__Dataset items__.
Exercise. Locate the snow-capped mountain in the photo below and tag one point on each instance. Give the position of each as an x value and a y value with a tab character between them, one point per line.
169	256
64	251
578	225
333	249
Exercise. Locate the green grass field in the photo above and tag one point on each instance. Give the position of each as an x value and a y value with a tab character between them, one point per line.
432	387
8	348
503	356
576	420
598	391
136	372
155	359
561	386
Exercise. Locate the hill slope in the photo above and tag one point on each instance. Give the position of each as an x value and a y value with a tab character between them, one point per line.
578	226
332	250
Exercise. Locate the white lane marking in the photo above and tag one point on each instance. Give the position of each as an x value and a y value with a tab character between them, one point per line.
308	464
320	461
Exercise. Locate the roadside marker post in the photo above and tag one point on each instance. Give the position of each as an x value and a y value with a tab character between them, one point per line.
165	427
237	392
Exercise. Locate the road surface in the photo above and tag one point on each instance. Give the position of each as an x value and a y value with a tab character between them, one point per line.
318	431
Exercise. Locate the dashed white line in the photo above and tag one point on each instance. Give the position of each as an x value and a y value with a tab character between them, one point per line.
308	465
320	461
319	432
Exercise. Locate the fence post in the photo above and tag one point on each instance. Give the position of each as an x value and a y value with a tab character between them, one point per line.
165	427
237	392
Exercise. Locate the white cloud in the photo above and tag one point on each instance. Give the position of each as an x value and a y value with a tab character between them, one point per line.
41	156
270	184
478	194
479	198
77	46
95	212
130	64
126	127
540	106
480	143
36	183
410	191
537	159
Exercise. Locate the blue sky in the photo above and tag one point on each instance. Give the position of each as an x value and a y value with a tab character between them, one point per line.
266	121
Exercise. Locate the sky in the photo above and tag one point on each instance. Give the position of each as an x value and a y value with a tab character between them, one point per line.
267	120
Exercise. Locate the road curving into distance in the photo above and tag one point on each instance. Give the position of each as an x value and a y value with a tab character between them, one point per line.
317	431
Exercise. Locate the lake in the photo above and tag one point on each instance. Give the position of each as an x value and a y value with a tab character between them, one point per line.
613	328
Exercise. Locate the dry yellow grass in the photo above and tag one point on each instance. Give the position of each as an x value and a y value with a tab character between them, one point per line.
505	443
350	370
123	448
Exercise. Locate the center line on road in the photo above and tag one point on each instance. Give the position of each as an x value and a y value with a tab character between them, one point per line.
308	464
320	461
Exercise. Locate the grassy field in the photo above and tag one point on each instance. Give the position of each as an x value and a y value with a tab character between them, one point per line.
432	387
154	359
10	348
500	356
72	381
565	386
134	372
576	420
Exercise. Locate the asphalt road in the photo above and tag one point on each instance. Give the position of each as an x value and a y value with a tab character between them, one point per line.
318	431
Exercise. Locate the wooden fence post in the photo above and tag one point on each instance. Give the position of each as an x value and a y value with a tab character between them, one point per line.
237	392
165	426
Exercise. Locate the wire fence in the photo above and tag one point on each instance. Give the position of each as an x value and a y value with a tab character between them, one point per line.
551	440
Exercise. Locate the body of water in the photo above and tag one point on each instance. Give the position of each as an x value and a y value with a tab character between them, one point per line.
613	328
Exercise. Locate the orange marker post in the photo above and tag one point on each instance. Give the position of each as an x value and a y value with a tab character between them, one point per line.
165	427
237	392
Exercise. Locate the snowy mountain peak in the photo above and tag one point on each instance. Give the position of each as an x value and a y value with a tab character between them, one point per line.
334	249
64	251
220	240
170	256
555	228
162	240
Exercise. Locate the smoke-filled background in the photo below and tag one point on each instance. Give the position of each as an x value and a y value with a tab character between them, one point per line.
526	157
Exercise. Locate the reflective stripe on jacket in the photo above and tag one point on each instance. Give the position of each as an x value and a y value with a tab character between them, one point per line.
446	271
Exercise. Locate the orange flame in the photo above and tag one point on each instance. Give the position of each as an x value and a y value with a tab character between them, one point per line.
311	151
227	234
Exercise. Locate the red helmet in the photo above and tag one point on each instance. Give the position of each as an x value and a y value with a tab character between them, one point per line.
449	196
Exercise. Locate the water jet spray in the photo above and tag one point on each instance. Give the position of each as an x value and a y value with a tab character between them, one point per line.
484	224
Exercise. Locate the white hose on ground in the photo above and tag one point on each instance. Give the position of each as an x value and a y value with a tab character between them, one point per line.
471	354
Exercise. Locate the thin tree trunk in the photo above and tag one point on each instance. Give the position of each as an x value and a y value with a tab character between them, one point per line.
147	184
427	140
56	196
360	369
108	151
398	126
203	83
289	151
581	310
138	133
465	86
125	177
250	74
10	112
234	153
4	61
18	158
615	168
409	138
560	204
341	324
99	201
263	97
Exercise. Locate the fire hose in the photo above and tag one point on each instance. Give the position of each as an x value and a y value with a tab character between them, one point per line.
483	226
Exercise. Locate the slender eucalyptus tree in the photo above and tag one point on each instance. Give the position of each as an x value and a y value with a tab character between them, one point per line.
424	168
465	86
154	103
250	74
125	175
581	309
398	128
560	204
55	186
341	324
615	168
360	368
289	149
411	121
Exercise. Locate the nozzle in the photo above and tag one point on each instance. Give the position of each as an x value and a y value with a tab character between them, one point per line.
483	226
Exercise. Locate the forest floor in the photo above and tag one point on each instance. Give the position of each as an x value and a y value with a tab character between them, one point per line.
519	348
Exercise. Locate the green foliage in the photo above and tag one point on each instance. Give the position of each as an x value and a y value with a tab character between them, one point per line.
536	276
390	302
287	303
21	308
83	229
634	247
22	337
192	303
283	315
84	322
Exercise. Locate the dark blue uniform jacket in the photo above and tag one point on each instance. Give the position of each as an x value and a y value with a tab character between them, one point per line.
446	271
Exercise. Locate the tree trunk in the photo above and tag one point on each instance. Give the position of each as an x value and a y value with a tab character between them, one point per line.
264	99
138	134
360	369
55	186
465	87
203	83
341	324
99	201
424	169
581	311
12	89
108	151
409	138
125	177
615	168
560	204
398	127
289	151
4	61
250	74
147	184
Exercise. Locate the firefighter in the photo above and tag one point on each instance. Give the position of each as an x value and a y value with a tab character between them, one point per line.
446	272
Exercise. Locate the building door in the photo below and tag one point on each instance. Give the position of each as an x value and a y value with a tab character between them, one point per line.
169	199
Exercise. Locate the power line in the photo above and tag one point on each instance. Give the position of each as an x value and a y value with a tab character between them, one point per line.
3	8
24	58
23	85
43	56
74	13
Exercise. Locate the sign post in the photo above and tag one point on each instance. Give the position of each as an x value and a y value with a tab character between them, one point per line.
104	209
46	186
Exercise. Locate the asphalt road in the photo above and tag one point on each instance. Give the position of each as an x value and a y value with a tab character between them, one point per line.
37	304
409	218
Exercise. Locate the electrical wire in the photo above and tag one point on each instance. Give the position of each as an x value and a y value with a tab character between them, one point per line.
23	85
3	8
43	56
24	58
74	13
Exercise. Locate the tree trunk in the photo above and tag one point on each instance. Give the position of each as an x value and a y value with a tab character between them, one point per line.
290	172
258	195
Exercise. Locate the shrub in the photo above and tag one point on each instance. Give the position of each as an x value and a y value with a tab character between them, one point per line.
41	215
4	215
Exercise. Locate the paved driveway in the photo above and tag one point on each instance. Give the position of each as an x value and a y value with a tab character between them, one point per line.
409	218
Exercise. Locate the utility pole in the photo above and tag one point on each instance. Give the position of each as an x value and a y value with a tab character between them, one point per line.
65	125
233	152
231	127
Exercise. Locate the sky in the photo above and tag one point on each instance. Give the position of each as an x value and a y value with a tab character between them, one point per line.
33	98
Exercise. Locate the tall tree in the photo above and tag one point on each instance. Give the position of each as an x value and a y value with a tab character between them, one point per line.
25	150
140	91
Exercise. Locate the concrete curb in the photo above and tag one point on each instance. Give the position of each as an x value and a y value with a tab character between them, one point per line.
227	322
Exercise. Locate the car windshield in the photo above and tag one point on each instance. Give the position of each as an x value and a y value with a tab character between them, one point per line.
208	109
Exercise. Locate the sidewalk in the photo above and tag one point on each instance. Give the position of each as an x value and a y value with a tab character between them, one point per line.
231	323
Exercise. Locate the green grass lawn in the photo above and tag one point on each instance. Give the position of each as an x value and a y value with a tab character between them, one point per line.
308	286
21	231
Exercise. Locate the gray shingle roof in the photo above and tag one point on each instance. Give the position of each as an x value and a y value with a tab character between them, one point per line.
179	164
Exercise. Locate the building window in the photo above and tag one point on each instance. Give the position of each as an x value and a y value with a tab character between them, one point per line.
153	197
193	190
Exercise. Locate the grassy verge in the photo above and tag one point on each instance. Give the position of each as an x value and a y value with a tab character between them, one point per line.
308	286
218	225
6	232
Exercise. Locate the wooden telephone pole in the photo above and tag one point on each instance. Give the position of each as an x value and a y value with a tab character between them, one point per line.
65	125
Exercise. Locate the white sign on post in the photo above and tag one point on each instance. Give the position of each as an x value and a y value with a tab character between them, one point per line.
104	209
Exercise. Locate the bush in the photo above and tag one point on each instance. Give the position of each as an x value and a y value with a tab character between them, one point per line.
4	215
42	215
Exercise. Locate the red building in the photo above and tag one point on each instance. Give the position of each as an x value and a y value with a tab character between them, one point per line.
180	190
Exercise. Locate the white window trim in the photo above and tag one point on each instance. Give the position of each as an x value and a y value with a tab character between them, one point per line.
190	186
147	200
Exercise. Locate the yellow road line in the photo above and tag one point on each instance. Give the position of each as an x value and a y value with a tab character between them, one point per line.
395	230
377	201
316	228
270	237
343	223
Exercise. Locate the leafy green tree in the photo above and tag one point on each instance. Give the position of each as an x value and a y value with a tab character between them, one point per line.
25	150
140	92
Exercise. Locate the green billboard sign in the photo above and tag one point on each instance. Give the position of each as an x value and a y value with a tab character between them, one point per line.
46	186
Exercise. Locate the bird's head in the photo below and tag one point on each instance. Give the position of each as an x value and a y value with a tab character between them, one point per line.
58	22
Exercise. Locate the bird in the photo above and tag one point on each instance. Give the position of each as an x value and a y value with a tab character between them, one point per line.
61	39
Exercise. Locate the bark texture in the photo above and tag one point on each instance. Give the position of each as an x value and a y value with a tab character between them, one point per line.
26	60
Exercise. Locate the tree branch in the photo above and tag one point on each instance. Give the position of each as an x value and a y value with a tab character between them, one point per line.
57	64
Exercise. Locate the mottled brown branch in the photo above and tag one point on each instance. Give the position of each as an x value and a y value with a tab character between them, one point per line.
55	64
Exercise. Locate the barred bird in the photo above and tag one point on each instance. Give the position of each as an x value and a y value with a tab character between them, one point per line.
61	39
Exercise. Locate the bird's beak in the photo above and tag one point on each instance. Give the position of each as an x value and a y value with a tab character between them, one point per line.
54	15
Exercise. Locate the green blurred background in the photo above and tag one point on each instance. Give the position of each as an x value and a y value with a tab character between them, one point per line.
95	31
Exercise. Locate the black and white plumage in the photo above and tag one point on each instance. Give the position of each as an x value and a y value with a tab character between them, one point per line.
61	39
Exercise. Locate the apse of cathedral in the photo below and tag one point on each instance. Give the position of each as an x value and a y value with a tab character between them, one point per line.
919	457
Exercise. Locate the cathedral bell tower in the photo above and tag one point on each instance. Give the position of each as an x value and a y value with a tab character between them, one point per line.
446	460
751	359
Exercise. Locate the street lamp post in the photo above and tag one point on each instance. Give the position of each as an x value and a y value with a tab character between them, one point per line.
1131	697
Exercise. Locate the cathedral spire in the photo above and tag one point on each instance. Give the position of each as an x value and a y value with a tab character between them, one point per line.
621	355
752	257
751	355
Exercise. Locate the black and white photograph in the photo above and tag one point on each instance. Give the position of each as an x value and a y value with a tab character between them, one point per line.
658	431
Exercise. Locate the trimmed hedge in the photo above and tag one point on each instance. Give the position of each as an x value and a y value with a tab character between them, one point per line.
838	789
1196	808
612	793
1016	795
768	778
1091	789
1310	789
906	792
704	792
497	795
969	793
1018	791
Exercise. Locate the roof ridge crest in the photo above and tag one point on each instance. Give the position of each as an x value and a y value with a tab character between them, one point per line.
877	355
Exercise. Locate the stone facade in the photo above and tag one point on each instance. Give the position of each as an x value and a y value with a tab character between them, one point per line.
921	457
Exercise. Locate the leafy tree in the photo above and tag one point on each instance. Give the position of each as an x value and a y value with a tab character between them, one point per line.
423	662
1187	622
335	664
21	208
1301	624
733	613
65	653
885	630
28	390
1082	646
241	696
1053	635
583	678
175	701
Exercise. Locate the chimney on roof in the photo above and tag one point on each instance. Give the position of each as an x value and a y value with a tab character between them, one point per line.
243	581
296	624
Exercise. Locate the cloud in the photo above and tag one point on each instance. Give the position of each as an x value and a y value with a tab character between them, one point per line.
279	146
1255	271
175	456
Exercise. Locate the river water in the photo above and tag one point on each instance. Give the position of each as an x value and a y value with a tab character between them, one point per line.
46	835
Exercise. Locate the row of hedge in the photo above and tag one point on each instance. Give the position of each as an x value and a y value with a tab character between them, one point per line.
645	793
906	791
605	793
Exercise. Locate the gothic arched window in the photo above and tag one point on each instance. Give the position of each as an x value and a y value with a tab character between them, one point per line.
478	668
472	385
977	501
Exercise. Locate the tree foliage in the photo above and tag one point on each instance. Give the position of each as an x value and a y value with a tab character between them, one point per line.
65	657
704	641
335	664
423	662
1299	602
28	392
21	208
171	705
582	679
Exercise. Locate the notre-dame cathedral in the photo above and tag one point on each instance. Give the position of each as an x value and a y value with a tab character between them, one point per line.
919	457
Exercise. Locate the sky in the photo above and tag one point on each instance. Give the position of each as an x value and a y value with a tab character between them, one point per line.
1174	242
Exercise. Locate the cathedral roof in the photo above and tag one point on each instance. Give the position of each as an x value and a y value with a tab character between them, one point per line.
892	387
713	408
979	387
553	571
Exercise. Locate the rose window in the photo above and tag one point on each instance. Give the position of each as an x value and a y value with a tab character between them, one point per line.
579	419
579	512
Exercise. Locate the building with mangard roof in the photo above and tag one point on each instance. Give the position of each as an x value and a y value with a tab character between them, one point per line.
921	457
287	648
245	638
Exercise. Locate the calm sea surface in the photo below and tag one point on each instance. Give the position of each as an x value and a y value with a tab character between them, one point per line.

__Directions for this task__.
Each line from the one with "Exercise. Locate the building with" through the end of the entries above must be set down exactly, both end lines included, and no other line may appear.

__Task response__.
Exercise. Locate the building with mangard roof in the photo above and tag one point on each instance. Give the position of each as an x value and a y value with a tab character between them, one point per line.
921	457
287	648
245	638
Exercise. Locate the calm sea surface in the photo below and tag one point on each instance. Give the position of each as an x value and a y value with a tab character between them, one point per line.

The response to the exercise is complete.